** start Stored data **
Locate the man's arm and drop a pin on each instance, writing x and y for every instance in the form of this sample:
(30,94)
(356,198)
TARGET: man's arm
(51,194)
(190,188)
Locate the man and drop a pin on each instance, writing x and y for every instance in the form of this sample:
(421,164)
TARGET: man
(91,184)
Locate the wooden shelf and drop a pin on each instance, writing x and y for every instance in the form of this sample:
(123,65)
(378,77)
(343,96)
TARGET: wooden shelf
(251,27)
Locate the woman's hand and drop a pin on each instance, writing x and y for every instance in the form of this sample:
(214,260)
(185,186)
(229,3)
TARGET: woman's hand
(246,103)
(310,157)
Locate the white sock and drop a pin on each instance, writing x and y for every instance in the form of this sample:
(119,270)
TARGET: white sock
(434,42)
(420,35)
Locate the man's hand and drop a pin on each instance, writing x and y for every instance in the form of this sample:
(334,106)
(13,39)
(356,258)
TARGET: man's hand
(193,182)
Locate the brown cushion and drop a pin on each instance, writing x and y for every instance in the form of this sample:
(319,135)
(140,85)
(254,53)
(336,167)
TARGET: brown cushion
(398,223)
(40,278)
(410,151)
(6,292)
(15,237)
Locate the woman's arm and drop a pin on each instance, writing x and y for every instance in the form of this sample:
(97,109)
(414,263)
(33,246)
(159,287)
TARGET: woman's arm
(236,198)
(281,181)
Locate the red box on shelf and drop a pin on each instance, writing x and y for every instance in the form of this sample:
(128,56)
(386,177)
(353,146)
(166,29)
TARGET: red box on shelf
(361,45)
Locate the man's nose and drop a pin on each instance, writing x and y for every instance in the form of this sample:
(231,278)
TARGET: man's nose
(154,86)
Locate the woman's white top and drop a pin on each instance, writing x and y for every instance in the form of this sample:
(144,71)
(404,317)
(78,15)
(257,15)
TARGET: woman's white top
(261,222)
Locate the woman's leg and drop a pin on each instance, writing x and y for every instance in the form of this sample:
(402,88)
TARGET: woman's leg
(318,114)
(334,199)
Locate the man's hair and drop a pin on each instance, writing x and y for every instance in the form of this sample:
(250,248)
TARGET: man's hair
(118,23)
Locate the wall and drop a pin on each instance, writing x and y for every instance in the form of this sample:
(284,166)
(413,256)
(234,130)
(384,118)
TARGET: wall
** end Stored data **
Work to be completed:
Rewrite every entry above, replacing "drop a pin on" with "place a marker on" and keeping everything else the same.

Result:
Locate the man's arm and place a marker on each instance, writing x and y for every instance in the form of this sample:
(30,94)
(356,198)
TARGET: man's arm
(51,194)
(190,188)
Locate the man and place a marker on each instance, writing x and y for every instance in the form of this sample:
(421,164)
TARGET: man
(91,184)
Locate the wooden shelf and place a marker on each instance, writing x and y for every instance in the form of this sample:
(123,65)
(378,77)
(343,96)
TARGET: wooden shelf
(251,27)
Locate the woman's hand and place a marker on each instance, writing x and y for every instance in the form of this sample:
(214,260)
(185,186)
(229,3)
TARGET: woman's hand
(246,103)
(310,157)
Locate the white sock and place a marker on each instance, writing x and y for every instance in the form of this sample:
(119,270)
TARGET: white sock
(434,42)
(420,35)
Locate the man's hand and place a marker on each instance, writing x and y for every instance in the form of this sample:
(334,106)
(13,39)
(356,258)
TARGET: man's hand
(193,182)
Locate the brown cushion and place a marker on each instance, writing x and y for every instance in the form of this sample:
(319,135)
(140,85)
(254,53)
(336,167)
TARGET: brown cushion
(398,223)
(40,278)
(410,151)
(6,292)
(15,237)
Locate the woman's arm and place a marker on each instance, writing x and y for every instance in the form of this sample:
(97,109)
(414,263)
(33,246)
(159,287)
TARGET: woman's arm
(236,198)
(281,181)
Locate the red box on shelf and place a marker on each instance, writing x and y for every instance in the form of this sample:
(128,56)
(386,177)
(353,146)
(166,29)
TARGET: red box on shelf
(361,45)
Locate the man's nose and place a marker on each instance, writing x and y for every instance in the form of this sample:
(231,278)
TARGET: man's nose
(154,86)
Locate the woman's white top and place a marker on each instance, writing x and y for every instance in the form of this sample:
(144,71)
(404,317)
(78,15)
(257,15)
TARGET: woman's white top
(261,222)
Locate the woman's leg and place a marker on each instance, writing x and y for every instance in the form of this sample:
(402,88)
TARGET: woman's leg
(318,114)
(334,199)
Locate the man's hair and place a marker on each instance, writing x and y for every instance in the form of this sample:
(250,248)
TARGET: man's hair
(118,23)
Locate the wall and place a marker on each instance, writing x and y for every instance in the form of this sample:
(284,166)
(413,256)
(234,130)
(384,118)
TARGET: wall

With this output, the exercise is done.